### WHAT YOU SHOULD DO
Search the records below for the word "dense". Copy each line where it occurs.

[RECORDS PROVIDED — start]

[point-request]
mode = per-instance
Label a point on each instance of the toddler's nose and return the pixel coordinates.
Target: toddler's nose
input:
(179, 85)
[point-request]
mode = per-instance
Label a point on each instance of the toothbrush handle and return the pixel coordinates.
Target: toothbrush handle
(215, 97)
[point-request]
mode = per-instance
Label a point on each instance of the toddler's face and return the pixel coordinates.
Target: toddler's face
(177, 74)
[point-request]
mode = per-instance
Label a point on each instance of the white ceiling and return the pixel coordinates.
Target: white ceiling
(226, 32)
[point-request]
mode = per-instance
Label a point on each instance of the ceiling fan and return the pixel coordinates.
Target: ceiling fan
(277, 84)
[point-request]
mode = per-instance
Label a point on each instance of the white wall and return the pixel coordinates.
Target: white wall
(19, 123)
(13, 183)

[RECORDS PROVIDED — finish]
[RECORDS PROVIDED — start]

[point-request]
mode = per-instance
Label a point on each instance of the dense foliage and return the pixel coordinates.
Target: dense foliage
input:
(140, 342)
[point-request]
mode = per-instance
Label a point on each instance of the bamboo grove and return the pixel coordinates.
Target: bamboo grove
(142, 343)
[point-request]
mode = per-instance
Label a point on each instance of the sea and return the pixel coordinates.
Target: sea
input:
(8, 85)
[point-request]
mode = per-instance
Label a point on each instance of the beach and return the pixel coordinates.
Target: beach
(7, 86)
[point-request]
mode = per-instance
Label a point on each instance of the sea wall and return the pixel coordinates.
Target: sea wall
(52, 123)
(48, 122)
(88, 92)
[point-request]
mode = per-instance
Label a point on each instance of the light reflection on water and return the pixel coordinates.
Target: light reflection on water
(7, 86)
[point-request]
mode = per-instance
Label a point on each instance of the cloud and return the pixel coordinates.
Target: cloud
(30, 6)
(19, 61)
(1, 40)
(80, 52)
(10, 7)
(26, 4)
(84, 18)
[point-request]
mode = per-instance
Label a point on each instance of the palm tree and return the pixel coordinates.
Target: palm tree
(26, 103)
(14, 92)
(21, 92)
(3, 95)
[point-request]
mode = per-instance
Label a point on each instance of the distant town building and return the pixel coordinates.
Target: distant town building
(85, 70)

[RECORDS PROVIDED — finish]

### SOLUTION FOR THIS EXERCISE
Label a point on each instance of the dense foliage and return the pixel coordinates.
Target: dense foliage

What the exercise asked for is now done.